[WHAT YOU SHOULD DO]: Starting at the line that contains "the gray ceramic", copy each line through the end of the listing below. Include both ends and output nothing more.

======

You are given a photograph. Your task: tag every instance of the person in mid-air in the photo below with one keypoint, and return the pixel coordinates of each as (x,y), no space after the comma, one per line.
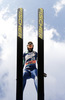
(30,65)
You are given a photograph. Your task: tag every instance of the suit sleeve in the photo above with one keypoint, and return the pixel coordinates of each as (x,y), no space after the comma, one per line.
(23,59)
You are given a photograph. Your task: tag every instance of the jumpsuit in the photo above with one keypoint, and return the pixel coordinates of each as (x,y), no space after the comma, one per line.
(30,68)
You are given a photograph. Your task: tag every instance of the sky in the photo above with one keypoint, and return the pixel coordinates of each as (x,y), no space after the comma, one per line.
(54,46)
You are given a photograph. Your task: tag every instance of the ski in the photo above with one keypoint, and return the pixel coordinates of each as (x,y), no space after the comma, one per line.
(40,55)
(19,91)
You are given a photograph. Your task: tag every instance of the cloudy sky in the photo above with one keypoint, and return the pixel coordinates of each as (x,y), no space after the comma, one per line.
(54,46)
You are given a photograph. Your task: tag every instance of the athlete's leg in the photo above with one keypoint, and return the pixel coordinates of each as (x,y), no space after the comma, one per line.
(34,76)
(26,75)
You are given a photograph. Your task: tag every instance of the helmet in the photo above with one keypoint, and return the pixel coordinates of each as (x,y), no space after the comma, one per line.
(30,46)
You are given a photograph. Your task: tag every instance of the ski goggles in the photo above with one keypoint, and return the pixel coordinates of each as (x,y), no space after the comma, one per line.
(30,62)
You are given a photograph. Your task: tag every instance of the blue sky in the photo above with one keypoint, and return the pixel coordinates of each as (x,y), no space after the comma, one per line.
(54,46)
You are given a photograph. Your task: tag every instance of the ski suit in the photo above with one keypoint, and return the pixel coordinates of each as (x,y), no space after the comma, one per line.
(30,70)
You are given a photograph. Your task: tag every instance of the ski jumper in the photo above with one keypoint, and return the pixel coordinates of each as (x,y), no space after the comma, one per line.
(30,70)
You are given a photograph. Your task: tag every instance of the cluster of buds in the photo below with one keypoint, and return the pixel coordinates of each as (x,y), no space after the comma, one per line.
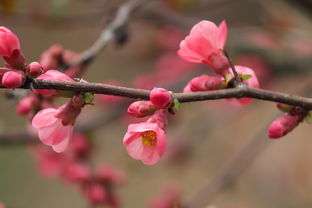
(205,44)
(97,184)
(146,141)
(283,125)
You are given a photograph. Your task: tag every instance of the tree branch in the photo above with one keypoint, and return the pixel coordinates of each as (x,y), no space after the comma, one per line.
(240,92)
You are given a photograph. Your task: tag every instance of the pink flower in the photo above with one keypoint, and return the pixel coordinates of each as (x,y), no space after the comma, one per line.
(283,125)
(53,75)
(205,44)
(250,82)
(8,42)
(160,97)
(55,126)
(141,109)
(145,142)
(13,79)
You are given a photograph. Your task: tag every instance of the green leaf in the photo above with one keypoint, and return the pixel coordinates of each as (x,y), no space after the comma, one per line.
(308,118)
(228,78)
(177,104)
(246,76)
(88,96)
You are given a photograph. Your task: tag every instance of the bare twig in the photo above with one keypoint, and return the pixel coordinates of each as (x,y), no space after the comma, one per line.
(243,91)
(110,32)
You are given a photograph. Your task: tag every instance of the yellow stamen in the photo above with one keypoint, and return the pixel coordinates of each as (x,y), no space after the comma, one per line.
(149,138)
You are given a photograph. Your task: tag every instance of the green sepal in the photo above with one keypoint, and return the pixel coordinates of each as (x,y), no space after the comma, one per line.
(177,104)
(246,76)
(308,118)
(88,96)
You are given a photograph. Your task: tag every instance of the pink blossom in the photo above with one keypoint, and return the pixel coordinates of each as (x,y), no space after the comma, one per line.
(34,69)
(9,42)
(141,108)
(145,142)
(205,44)
(160,97)
(55,126)
(52,75)
(13,79)
(96,193)
(250,82)
(27,104)
(283,125)
(205,83)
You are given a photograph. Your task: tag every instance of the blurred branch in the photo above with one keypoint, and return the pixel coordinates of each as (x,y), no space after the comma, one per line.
(111,32)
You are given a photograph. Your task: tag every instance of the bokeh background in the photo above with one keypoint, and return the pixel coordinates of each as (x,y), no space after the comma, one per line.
(273,37)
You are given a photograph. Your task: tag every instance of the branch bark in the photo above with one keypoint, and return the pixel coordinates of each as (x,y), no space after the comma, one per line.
(239,92)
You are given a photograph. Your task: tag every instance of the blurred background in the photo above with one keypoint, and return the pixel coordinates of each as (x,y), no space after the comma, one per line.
(206,139)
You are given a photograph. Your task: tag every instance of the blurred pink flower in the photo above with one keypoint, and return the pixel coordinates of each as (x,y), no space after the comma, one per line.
(283,125)
(145,142)
(9,42)
(52,75)
(160,97)
(95,193)
(205,44)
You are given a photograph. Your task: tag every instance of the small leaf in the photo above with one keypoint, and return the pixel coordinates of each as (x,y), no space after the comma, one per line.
(88,96)
(228,78)
(308,118)
(246,76)
(177,104)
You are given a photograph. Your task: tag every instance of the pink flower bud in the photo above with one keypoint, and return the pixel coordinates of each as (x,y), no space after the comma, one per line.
(205,44)
(27,104)
(13,79)
(8,42)
(77,173)
(34,69)
(205,83)
(160,97)
(141,109)
(52,75)
(283,125)
(96,194)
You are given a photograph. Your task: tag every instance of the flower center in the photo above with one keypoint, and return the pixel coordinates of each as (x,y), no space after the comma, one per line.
(149,138)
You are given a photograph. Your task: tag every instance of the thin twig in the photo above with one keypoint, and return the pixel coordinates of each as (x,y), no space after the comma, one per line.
(243,91)
(110,32)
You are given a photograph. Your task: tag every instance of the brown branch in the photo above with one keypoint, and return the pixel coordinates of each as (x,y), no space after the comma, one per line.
(110,32)
(240,92)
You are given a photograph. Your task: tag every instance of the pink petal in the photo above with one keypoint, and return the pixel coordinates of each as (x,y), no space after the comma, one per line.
(222,34)
(44,118)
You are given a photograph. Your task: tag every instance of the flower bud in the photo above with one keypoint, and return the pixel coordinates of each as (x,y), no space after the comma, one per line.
(26,105)
(34,69)
(13,79)
(283,125)
(141,109)
(205,83)
(160,97)
(8,42)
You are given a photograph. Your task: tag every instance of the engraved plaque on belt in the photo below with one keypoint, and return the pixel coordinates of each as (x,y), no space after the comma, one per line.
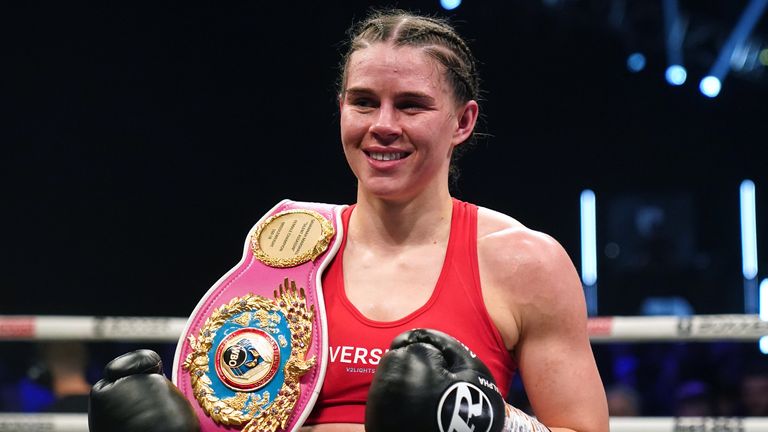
(291,238)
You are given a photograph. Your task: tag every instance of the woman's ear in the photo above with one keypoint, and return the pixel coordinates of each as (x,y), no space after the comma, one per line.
(466,118)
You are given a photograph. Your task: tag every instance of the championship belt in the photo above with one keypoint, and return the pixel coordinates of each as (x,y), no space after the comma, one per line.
(254,352)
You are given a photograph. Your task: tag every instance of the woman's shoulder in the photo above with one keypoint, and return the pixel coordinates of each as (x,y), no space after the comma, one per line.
(506,245)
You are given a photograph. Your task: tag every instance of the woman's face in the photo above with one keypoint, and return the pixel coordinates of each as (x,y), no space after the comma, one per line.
(400,122)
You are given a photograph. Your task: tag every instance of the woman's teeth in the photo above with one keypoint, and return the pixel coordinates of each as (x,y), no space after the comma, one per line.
(387,156)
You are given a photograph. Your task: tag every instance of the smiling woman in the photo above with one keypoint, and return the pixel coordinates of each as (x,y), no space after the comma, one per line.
(487,294)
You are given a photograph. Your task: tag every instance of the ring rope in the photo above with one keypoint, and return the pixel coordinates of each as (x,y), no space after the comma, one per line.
(79,423)
(168,329)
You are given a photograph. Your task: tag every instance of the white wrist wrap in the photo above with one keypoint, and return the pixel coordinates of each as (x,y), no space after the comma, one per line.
(518,421)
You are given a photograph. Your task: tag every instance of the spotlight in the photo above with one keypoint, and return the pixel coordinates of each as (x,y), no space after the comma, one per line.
(636,62)
(676,75)
(450,4)
(763,57)
(710,86)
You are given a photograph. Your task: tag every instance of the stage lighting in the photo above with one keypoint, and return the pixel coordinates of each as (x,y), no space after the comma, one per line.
(748,229)
(763,57)
(764,313)
(588,238)
(674,28)
(450,4)
(636,62)
(676,75)
(710,86)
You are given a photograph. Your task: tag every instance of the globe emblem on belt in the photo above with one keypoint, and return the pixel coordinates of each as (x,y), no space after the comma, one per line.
(247,359)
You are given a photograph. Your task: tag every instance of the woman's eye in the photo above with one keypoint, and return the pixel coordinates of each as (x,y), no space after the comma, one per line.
(363,102)
(410,106)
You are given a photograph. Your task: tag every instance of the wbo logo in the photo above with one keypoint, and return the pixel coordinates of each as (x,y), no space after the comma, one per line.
(248,359)
(464,408)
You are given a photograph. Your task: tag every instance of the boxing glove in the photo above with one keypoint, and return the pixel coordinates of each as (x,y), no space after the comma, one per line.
(430,382)
(135,396)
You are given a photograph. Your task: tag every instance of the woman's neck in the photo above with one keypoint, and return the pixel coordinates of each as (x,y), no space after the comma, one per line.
(382,222)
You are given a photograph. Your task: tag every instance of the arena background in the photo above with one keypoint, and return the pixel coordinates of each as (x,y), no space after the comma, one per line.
(141,142)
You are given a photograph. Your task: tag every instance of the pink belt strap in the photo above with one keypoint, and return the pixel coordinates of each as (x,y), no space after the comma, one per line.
(253,354)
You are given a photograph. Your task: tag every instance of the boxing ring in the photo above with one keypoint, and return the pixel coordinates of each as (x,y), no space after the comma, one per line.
(698,328)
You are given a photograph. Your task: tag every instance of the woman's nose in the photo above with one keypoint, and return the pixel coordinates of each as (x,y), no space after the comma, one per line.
(386,126)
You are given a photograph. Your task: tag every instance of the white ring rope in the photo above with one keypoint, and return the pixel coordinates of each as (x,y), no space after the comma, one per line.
(79,423)
(601,329)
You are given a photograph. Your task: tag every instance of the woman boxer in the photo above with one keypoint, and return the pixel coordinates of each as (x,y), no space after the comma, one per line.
(415,257)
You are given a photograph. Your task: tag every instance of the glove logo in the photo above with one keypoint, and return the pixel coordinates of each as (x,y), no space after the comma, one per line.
(464,408)
(247,359)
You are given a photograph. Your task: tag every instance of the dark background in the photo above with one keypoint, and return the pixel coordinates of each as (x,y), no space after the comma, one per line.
(141,142)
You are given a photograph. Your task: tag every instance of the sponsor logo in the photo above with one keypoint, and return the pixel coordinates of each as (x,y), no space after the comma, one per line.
(247,359)
(464,408)
(355,355)
(732,326)
(13,328)
(709,424)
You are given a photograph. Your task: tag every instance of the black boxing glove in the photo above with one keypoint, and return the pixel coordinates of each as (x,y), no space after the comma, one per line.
(135,396)
(430,382)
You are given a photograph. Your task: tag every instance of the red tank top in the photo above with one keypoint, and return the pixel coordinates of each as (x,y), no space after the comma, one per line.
(357,343)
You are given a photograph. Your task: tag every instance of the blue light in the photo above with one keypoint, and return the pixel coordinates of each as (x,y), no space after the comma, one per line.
(636,62)
(676,75)
(748,229)
(450,4)
(710,86)
(588,238)
(764,313)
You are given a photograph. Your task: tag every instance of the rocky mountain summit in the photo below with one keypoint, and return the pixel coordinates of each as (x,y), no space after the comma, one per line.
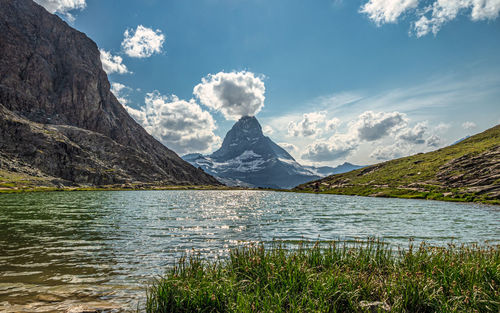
(59,122)
(250,159)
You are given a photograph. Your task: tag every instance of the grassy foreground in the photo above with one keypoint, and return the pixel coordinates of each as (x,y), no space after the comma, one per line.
(366,277)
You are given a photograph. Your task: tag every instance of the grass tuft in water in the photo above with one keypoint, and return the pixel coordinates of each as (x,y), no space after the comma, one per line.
(339,277)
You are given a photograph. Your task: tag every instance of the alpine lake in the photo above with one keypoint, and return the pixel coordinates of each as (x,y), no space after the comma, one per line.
(60,251)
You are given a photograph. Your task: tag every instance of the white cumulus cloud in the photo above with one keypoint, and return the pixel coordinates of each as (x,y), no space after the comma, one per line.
(142,42)
(414,135)
(469,125)
(120,92)
(372,126)
(63,6)
(235,94)
(112,63)
(181,125)
(290,147)
(387,11)
(308,126)
(389,152)
(336,147)
(332,124)
(267,130)
(434,141)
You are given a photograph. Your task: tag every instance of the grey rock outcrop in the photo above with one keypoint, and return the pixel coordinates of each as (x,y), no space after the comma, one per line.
(58,116)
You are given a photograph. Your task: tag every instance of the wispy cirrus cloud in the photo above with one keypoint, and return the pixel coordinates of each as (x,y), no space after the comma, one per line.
(429,16)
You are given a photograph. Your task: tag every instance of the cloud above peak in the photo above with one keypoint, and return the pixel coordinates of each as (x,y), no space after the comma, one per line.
(234,94)
(112,63)
(372,126)
(63,6)
(181,125)
(429,16)
(142,42)
(387,11)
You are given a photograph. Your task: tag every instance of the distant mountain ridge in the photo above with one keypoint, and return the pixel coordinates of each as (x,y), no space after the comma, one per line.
(59,122)
(248,158)
(465,171)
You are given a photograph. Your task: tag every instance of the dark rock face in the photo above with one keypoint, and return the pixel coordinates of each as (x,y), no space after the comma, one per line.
(57,113)
(250,159)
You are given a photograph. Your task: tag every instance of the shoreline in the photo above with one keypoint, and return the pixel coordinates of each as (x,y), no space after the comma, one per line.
(151,187)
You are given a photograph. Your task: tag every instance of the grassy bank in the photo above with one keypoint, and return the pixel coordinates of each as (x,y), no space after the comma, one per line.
(464,172)
(366,277)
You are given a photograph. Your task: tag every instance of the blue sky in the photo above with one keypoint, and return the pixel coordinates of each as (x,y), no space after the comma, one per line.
(332,81)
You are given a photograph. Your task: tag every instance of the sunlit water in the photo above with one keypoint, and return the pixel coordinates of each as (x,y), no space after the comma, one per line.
(61,249)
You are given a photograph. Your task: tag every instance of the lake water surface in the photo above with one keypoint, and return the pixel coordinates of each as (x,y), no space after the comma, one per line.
(61,249)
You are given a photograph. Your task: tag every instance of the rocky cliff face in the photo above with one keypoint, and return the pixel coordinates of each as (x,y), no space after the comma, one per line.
(58,116)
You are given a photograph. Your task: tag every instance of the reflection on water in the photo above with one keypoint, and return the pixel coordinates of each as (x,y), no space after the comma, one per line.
(61,249)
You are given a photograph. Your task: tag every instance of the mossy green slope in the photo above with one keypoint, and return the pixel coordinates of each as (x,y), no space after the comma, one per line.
(467,171)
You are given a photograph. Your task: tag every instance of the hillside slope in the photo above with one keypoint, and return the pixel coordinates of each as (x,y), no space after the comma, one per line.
(466,171)
(59,121)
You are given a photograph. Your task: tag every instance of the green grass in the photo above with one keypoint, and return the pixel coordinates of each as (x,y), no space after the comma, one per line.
(413,176)
(340,277)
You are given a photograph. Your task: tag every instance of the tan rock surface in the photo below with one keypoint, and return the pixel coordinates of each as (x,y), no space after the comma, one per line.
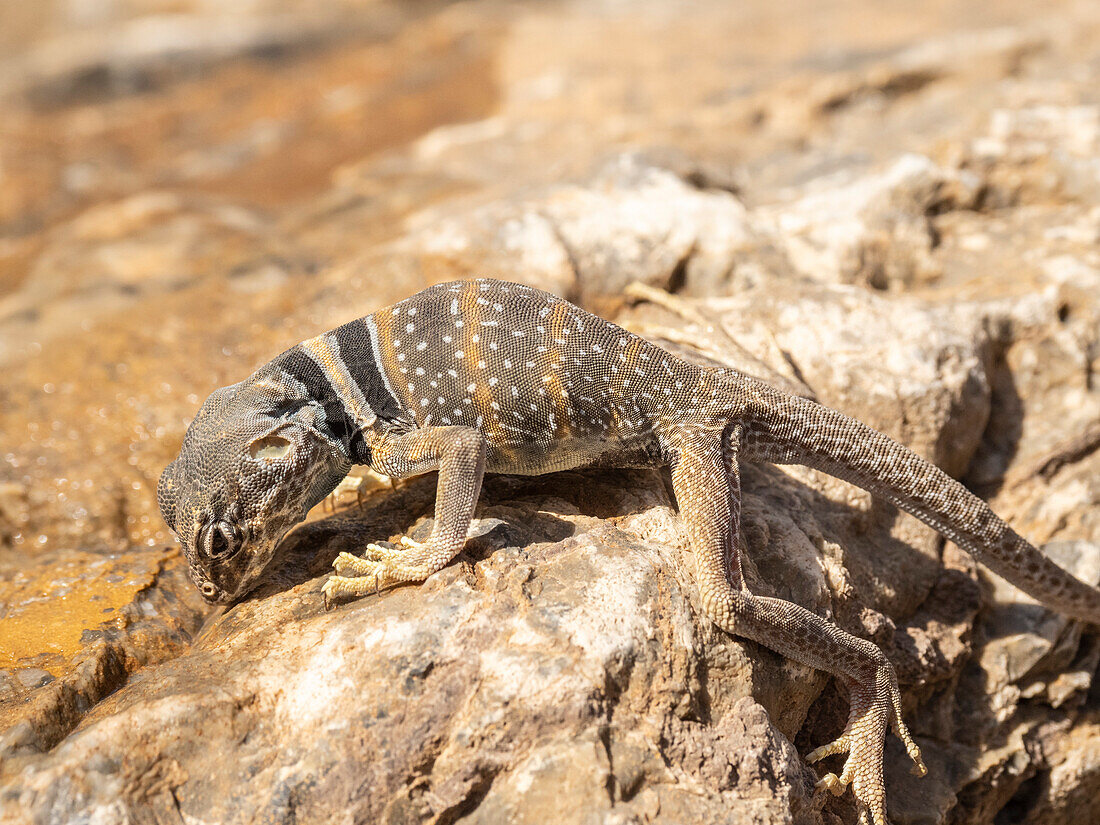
(893,208)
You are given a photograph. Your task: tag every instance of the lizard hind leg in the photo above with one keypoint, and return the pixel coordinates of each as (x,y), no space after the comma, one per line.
(704,477)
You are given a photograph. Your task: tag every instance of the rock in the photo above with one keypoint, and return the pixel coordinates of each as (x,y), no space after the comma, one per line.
(630,221)
(481,692)
(873,231)
(900,220)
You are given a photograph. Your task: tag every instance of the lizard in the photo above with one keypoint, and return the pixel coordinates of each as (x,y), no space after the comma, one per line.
(484,375)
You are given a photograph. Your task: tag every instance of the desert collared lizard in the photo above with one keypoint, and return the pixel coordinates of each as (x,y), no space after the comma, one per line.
(488,376)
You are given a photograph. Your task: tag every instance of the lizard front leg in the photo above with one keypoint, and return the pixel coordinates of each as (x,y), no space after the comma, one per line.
(459,455)
(704,477)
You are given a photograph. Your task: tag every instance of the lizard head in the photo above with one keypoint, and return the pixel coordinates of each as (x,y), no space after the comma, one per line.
(252,464)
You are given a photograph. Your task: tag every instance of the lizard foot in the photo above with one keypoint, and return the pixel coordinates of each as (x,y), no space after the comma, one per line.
(340,587)
(345,564)
(876,705)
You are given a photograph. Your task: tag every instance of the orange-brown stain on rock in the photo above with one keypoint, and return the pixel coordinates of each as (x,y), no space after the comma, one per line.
(45,611)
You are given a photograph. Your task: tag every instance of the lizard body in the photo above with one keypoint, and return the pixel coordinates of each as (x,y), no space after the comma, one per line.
(484,375)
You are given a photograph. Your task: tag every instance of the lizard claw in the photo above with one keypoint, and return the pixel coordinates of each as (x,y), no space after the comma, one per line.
(875,707)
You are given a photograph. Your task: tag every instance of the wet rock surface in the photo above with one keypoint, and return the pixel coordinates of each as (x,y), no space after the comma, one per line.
(892,209)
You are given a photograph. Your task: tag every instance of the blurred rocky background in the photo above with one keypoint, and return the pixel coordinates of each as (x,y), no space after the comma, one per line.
(891,206)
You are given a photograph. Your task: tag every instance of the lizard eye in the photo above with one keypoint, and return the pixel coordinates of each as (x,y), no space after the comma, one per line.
(222,540)
(271,448)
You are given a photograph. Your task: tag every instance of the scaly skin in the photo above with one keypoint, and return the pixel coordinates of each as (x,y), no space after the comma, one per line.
(488,376)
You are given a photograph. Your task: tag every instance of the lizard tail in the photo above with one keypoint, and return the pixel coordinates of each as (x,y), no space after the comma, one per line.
(793,430)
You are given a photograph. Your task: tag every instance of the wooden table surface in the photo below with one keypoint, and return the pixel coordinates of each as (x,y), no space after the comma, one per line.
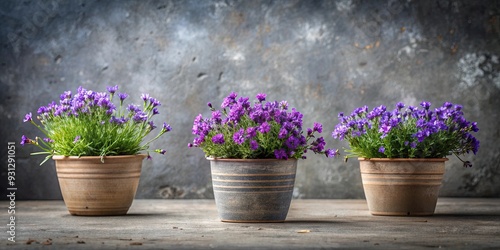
(459,223)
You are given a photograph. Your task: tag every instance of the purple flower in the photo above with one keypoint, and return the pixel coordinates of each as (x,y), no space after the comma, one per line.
(218,139)
(331,153)
(254,145)
(425,105)
(154,102)
(318,127)
(264,127)
(283,133)
(145,97)
(122,96)
(140,117)
(27,118)
(166,127)
(292,142)
(239,137)
(24,140)
(251,132)
(133,108)
(229,100)
(217,116)
(112,90)
(283,105)
(261,97)
(151,125)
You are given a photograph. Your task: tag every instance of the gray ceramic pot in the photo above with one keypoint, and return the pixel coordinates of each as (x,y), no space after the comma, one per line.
(400,186)
(253,190)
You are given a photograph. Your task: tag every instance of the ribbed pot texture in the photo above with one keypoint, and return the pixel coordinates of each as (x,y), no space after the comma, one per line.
(249,190)
(90,187)
(400,186)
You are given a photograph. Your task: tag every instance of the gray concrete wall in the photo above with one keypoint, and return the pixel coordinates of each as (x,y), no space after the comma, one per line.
(323,57)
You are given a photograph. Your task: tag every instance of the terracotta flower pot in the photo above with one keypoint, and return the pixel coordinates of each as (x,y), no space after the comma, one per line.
(90,187)
(402,187)
(253,190)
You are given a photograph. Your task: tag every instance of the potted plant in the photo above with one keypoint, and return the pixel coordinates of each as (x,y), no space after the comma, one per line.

======

[THE COMPLETED TASK]:
You are given a photograph. Your task: tag every instance of the gray ceramic pot in the photo above with one keypoint, and return the pixel coordinates of each as (x,y), no space after the comma, one per line.
(400,186)
(253,190)
You are given a photograph. Your task: tag every instance of the ribbed pot texture in the photo above with one keypoint, and return the pixel coordinates of each as (x,y), no space after the comma, one per line.
(249,190)
(90,187)
(400,186)
You are given a photograph. Your task: tag every instance of the gray concrete wall in the photo above with one keypoint, and return the pixel coordinates of each as (x,y), no space after the comma, one per line.
(323,57)
You are given a photograph. Your task: tag every instance of the terracotta flower pot in the photo above with one keypoint, and return the pixel coordinates of each as (x,y), no space after the comma, one per line.
(90,187)
(402,187)
(253,190)
You are given a photograph. Your task: tag every instance of the potted plant in the photo above with one keypoint, and return the pixel coordinates of each as (x,y), no space after the comma, one per line.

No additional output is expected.